Entries for pointing and labeling:

◇ ◇ ◇

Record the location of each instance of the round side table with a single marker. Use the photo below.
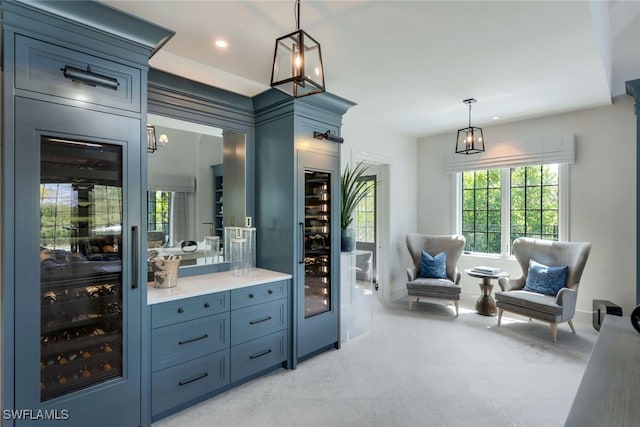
(485, 304)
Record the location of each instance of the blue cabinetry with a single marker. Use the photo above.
(298, 209)
(73, 114)
(203, 345)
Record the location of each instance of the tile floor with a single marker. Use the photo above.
(420, 368)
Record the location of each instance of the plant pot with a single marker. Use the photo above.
(348, 240)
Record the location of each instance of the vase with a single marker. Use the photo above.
(348, 240)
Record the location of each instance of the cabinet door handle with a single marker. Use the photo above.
(301, 259)
(193, 340)
(264, 353)
(196, 378)
(253, 322)
(134, 256)
(89, 77)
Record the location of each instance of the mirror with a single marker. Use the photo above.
(196, 186)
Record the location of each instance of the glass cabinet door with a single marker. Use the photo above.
(317, 243)
(81, 219)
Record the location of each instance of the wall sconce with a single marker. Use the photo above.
(152, 145)
(470, 140)
(328, 136)
(297, 63)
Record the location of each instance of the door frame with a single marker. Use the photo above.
(380, 166)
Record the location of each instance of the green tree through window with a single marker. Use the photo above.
(532, 194)
(158, 206)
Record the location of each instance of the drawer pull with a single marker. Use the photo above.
(193, 340)
(264, 353)
(196, 378)
(88, 77)
(253, 322)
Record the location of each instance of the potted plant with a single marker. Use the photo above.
(353, 189)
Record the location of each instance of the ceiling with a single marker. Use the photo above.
(410, 64)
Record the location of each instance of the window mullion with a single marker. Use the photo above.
(505, 214)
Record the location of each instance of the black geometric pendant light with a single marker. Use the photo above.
(297, 63)
(470, 139)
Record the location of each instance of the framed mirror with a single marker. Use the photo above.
(200, 178)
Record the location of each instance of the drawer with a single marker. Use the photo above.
(182, 310)
(256, 321)
(258, 294)
(257, 355)
(40, 68)
(182, 383)
(184, 341)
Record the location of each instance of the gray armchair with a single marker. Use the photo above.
(448, 288)
(552, 309)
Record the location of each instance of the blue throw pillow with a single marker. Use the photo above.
(433, 267)
(544, 279)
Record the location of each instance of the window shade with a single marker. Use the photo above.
(178, 184)
(510, 154)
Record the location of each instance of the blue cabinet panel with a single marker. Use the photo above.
(256, 321)
(258, 294)
(257, 355)
(177, 385)
(41, 67)
(188, 309)
(184, 341)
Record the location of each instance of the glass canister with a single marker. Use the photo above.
(237, 254)
(249, 261)
(165, 271)
(229, 234)
(212, 247)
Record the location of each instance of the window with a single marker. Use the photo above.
(158, 203)
(524, 200)
(365, 215)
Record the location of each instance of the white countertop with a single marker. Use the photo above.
(209, 283)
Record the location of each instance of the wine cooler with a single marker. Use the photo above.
(317, 247)
(80, 264)
(318, 255)
(77, 257)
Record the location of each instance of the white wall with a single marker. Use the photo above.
(602, 196)
(400, 185)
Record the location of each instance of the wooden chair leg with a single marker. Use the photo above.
(554, 331)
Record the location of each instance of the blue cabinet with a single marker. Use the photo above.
(298, 210)
(190, 351)
(206, 344)
(74, 97)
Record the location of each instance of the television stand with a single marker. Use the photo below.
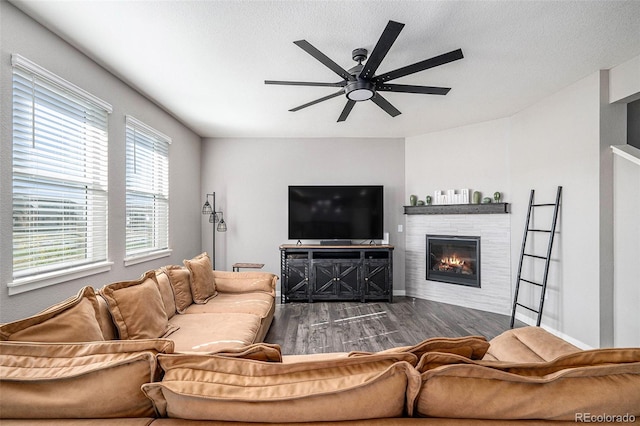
(335, 242)
(322, 273)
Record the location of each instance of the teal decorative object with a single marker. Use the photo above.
(477, 196)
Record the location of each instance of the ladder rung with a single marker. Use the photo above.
(531, 282)
(533, 255)
(526, 307)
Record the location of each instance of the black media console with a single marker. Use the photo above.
(319, 272)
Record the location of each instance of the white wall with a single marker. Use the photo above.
(625, 87)
(627, 253)
(20, 34)
(251, 177)
(558, 141)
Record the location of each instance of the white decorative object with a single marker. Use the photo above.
(451, 196)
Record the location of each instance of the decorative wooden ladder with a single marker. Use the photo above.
(547, 258)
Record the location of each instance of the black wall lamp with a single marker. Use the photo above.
(214, 217)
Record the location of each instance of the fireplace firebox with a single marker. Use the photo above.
(453, 259)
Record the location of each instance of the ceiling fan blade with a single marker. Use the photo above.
(326, 61)
(454, 55)
(333, 95)
(347, 109)
(405, 88)
(305, 83)
(386, 40)
(385, 105)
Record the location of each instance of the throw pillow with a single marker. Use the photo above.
(209, 387)
(602, 382)
(181, 284)
(166, 292)
(203, 287)
(91, 380)
(137, 308)
(73, 320)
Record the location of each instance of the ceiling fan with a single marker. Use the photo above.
(361, 83)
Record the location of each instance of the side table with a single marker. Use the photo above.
(236, 266)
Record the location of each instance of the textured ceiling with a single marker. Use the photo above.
(206, 61)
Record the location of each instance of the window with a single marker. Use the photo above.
(60, 153)
(147, 198)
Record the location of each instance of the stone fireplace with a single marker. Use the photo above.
(453, 259)
(493, 231)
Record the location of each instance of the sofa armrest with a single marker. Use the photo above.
(245, 282)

◇ ◇ ◇

Please change "single marker" to "single point" in every entry above and leave everything else as it is. Reproduce the entries without the pictures.

Record the location of each instance of the round side table with a single point. Use the photo below.
(485, 304)
Record the location of each instance of the blue cabinetry with a single point. Use the photo above.
(298, 209)
(73, 114)
(203, 345)
Record the location of each instance of the tile floor with a single point. Use the photo above.
(420, 368)
Record the location of each instance of the plant pot with a single point. Use the photo above.
(348, 240)
Record the location of each instance of the vase with a single point. Use the photo above.
(348, 240)
Record the location of each instance of the cabinet door handle with a single point. Use the photo above.
(301, 259)
(193, 340)
(264, 353)
(196, 378)
(253, 322)
(134, 256)
(89, 77)
Record the location of each instance of the mirror with a single point. Use the photo above.
(196, 186)
Record the location of each instance of the glass cabinet door with a single point. Use the photo above.
(317, 243)
(81, 219)
Record the location of each instance of the wall sconce with a single point. Use the photo above.
(152, 145)
(470, 140)
(328, 136)
(297, 63)
Record the location of each instance of the door frame with a single point. Use the photo above.
(380, 166)
Record the location of each instance of the green tree through window with a single point. Use the photo above.
(532, 194)
(158, 206)
Record the location of each instance of the drawer pull with a single point. Use the photo above.
(193, 340)
(264, 353)
(196, 378)
(88, 77)
(253, 322)
Record the location of each instance of the potted plant with a single point. Use the photo above.
(353, 189)
Record the location of each instance of the ceiling with a single point. Use the photo above.
(410, 64)
Record the location of each instance of the window mullion with a single point. Use the photo above.
(505, 214)
Record the location of each instance of the black geometric pendant light with a single point. Use the photo above.
(297, 63)
(470, 139)
Record the location of each instance of the framed mirror with a single point. Use the photo above.
(200, 178)
Record the location of each instance of the drawer with a single point. Use the photo above.
(182, 310)
(256, 321)
(258, 294)
(257, 355)
(40, 68)
(182, 383)
(184, 341)
Record the location of each instance of the gray armchair with a single point. Use the photo above.
(448, 288)
(552, 309)
Record the location of each instance of the blue throw pillow with a single point. Use the photo above.
(433, 267)
(544, 279)
Record the location of each instance of the window shade with a single point. Use the photo above.
(178, 184)
(510, 154)
Record the location of each instance of the blue cabinet panel with a single point. Use the photo above.
(256, 321)
(258, 294)
(257, 355)
(177, 385)
(41, 67)
(188, 309)
(184, 341)
Record the location of each instance of the glass canister with a single point. Use the photo above.
(237, 254)
(249, 261)
(165, 271)
(229, 234)
(212, 247)
Record the location of each instance of the window with a single point. Use the photo above.
(158, 203)
(524, 200)
(365, 215)
Record the location of each instance of the white countertop with a single point. Use the photo above.
(209, 283)
Record the location of each instance of the wine cooler with a single point. Use the photo above.
(317, 247)
(80, 264)
(318, 255)
(77, 257)
Record the location of each instance of the white wall with a single point. Use the photo above.
(602, 196)
(400, 185)
Record the location of each instance of the wooden chair leg with a single point. Use the photo above.
(554, 331)
Record the location of each instance of the blue cabinet with a single point. Use the photo above.
(298, 210)
(190, 351)
(206, 344)
(74, 97)
Record the location of each instance of the television stand with a single point. Use the photo below.
(335, 242)
(322, 273)
Record the location of each instance of the teal decorative object with a single point. Use the photo above.
(477, 196)
Record the location of each instance of the ladder rung with a single point. Use the photo above.
(531, 282)
(533, 255)
(526, 307)
Record the location of each instance of the black media console with a single point. Use the photo above.
(319, 272)
Record the location of each instance of the white wall with a single point. Use the photo above.
(625, 87)
(627, 253)
(20, 34)
(251, 177)
(558, 141)
Record the location of each instance of the white decorative object with a single point. Use the photo above.
(451, 196)
Record the location of each instance of the decorative wooden ladder with a single point. Use the photo above.
(547, 258)
Record the location of each instance of the black wall lamp with a single point. Use the photo above.
(214, 217)
Record the location of each instance of the fireplace firebox with a single point. Use the photo above.
(453, 259)
Record the location of each instance of the ceiling fan blade with a single point. Use the photo above.
(326, 61)
(454, 55)
(333, 95)
(347, 109)
(405, 88)
(305, 83)
(386, 40)
(385, 105)
Record the location of each instance of the throw pillow with a single point. Use the photo above.
(209, 387)
(602, 382)
(181, 284)
(166, 292)
(203, 287)
(91, 380)
(137, 308)
(73, 320)
Record the location of each instance of the ceiling fan with a single point. Use the photo above.
(361, 83)
Record the location of each instance of the side table with a single point. Use the photo above.
(236, 266)
Record the location of each instance of the textured ceiling with a single point. Use the photo above.
(206, 61)
Record the location of each instance of the window with a single point. Use the photo above.
(60, 153)
(147, 198)
Record the location of each instance of the stone fireplace with a single point. Use the photo above.
(453, 259)
(493, 231)
Record the location of each instance of the sofa armrest with a single point. Use the photo above.
(245, 282)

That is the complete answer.